▸ Problem description
The exercise asks for every line of the data to be reproduced exactly.

▸ Raw records
---

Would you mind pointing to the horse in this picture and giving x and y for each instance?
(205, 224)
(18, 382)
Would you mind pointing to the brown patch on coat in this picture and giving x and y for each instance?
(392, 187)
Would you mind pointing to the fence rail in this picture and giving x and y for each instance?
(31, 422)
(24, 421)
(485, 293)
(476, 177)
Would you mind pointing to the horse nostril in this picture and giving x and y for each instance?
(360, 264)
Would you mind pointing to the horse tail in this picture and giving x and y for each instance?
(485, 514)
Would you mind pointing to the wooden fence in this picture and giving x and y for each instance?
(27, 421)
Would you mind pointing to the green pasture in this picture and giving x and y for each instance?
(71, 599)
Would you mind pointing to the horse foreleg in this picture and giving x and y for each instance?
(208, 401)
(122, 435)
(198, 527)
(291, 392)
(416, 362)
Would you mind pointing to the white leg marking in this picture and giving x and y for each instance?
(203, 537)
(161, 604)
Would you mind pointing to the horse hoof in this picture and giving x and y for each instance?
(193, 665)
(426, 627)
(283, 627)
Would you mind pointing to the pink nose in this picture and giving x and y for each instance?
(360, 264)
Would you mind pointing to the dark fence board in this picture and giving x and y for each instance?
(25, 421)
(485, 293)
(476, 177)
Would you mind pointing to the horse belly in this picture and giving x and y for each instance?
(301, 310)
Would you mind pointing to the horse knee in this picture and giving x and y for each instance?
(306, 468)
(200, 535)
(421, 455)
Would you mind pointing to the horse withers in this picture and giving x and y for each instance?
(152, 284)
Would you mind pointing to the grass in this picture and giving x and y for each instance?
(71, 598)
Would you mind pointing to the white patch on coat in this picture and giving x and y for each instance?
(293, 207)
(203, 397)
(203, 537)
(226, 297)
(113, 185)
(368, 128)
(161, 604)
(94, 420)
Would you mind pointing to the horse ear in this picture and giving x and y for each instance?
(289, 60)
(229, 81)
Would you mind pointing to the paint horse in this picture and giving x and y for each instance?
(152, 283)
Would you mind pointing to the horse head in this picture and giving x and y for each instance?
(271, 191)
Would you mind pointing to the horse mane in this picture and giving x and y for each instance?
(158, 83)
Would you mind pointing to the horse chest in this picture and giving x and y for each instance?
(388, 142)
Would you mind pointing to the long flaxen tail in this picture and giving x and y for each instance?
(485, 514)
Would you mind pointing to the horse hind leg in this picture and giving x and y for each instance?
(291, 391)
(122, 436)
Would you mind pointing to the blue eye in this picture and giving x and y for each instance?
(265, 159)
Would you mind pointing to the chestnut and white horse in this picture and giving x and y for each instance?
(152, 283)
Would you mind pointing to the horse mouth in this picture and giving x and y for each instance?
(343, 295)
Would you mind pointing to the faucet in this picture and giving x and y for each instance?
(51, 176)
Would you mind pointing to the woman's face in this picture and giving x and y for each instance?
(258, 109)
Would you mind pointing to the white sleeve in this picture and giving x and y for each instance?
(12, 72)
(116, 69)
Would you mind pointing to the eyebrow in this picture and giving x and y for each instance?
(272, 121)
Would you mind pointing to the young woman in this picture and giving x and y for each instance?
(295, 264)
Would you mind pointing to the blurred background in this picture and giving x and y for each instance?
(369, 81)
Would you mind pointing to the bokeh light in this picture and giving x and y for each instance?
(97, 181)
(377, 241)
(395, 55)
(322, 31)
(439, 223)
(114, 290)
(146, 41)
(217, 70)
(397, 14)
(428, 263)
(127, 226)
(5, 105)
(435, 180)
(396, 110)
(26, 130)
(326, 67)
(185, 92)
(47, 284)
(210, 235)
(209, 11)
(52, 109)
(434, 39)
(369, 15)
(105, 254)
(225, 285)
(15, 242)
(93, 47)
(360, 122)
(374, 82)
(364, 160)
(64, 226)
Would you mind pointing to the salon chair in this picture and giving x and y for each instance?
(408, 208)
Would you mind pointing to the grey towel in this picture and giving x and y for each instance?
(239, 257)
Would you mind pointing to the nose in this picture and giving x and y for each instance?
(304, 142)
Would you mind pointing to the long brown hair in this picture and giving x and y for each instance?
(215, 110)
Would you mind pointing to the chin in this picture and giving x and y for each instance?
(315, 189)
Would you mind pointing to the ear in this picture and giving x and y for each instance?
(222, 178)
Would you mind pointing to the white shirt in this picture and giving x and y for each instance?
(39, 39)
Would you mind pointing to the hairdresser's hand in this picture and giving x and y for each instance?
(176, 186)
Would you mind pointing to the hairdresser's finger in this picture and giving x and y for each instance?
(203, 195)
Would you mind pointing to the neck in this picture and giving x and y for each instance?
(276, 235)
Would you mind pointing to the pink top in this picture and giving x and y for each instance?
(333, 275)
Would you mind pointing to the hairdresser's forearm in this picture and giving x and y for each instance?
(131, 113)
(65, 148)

---

▸ Output for this exercise
Would you mind pointing to the horse in this picture and giving x and y for each instance?
(205, 224)
(18, 382)
Would you mind pointing to the brown patch on coat in this picture and giving x and y for each instance?
(392, 187)
Would you mind pointing to the fence rail in this picture and giving x and y for each instance?
(31, 422)
(24, 421)
(485, 293)
(476, 177)
Would you mind pointing to the horse nostril in this picture and giving x and y for each instance?
(360, 264)
Would you mind pointing to the horse tail in this picture and giving x and y for each instance?
(485, 514)
Would you mind pointing to the wooden fence in this picture and giving x and y for each instance?
(27, 421)
Would you mind pointing to the green pasture in this picture and giving x and y for each instance?
(71, 599)
Would you mind pointing to the horse foreleg in this picture and giving x and y for each instance?
(208, 401)
(122, 435)
(198, 527)
(291, 392)
(416, 362)
Would you mind pointing to the white leg marking in this picture and giving x and y for each instance?
(203, 537)
(161, 604)
Would you mind pointing to the horse hoof in this picture and giving x and y for each instance?
(193, 665)
(426, 627)
(283, 627)
Would you mind pointing to the pink nose in this picture and giving x and y for each instance?
(360, 264)
Would you mind pointing to the dark fence board in this picture and giving x and y for each instance?
(25, 421)
(485, 293)
(476, 177)
Would you mind pointing to the horse belly in this picture and giving x and y for each instance?
(301, 310)
Would you mind pointing to the horse knee in this picture and giving x and y for each instance?
(306, 468)
(200, 535)
(421, 455)
Would you mind pointing to the horse withers in this picture and giving x and y for each instance?
(152, 284)
Would you mind pointing to the grass in this picture and giving x and y for each instance?
(71, 598)
Would you mind pointing to the white patch on coat in this picture and giving x and y for each instance?
(293, 207)
(203, 397)
(203, 537)
(226, 297)
(113, 185)
(368, 128)
(161, 604)
(94, 420)
Would you mind pointing to the horse ear in this picture and giving x and y for each instance?
(289, 60)
(229, 81)
Would you mind pointing to the paint horse in this picture and giving x and y for each instance?
(152, 283)
Would you mind pointing to the horse head in this picture and giving x and y for each instance?
(271, 191)
Would you mind pointing to the horse mane in this picture and giving x and y for each instance?
(158, 83)
Would you mind pointing to the horse chest in this picture and giving x and y for each instance?
(388, 142)
Would you mind pointing to the long flaxen tail in this picture and giving x and y for each instance?
(485, 514)
Would you mind pointing to the horse hind leg in this picture and giving x and y for each instance?
(291, 391)
(122, 436)
Would you mind pointing to the blue eye in this picture and giving x and y for each instance?
(265, 159)
Would you mind pointing to the chestnut and white horse in this picture and giving x and y for each instance?
(152, 283)
Would you mind pointing to the horse mouth in this picture and giving x and y for each instance?
(343, 295)
Would you mind pointing to the faucet in this picture and giving x and y for each instance?
(51, 176)
Would you mind pointing to the woman's face in this picture and giving x and y for each instance?
(258, 109)
Would you mind pointing to the white sleeve in this picture and giving x and y for each instance?
(12, 72)
(116, 69)
Would you mind pointing to the eyebrow in this picture and giving x and y for each instance?
(272, 121)
Would you mind pointing to the young woman in this picture and giving x and y for each instance?
(295, 264)
Would you mind pointing to the blurred background in this picture and giving x and y for each instance?
(369, 81)
Would you mind pointing to the bokeh light in this picture and giving x and y for each instance?
(97, 181)
(377, 241)
(395, 55)
(322, 31)
(439, 223)
(114, 290)
(146, 41)
(217, 70)
(397, 14)
(428, 263)
(127, 226)
(5, 105)
(435, 180)
(396, 110)
(26, 130)
(326, 67)
(185, 92)
(47, 284)
(210, 235)
(209, 11)
(52, 109)
(434, 39)
(369, 15)
(105, 254)
(225, 285)
(15, 242)
(93, 47)
(360, 122)
(374, 82)
(364, 160)
(64, 226)
Would you mind pointing to the salon chair in this picture and giving x and y for each instance?
(408, 208)
Would you mind pointing to the grey towel in this picture and giving x and y for each instance?
(239, 257)
Would you mind pointing to the nose in this picture and giving x and y for each instance?
(304, 142)
Would you mind pointing to the long brown hair in this picture and giving x and y for each instance?
(215, 110)
Would you mind pointing to the chin in this picture and giving x and y for each instance?
(315, 189)
Would you mind pointing to the ear in this picture and giving x and y for each instance?
(222, 178)
Would you mind pointing to the white shirt in this picture and giving x and y for each instance?
(39, 39)
Would you mind pointing to the hairdresser's hand in this picture and giving x and y for each instance?
(176, 186)
Would you mind pointing to the hairdresser's finger in this picture and giving x and y for each instance?
(203, 195)
Would you mind pointing to the neck in this picture and giving x and y for each instance?
(276, 235)
Would you mind pointing to the pink top in this picture and giving x and y for each instance?
(333, 275)
Would you mind pointing to the hairdresser's forearm in this picture and giving x and y for each instance?
(131, 113)
(65, 148)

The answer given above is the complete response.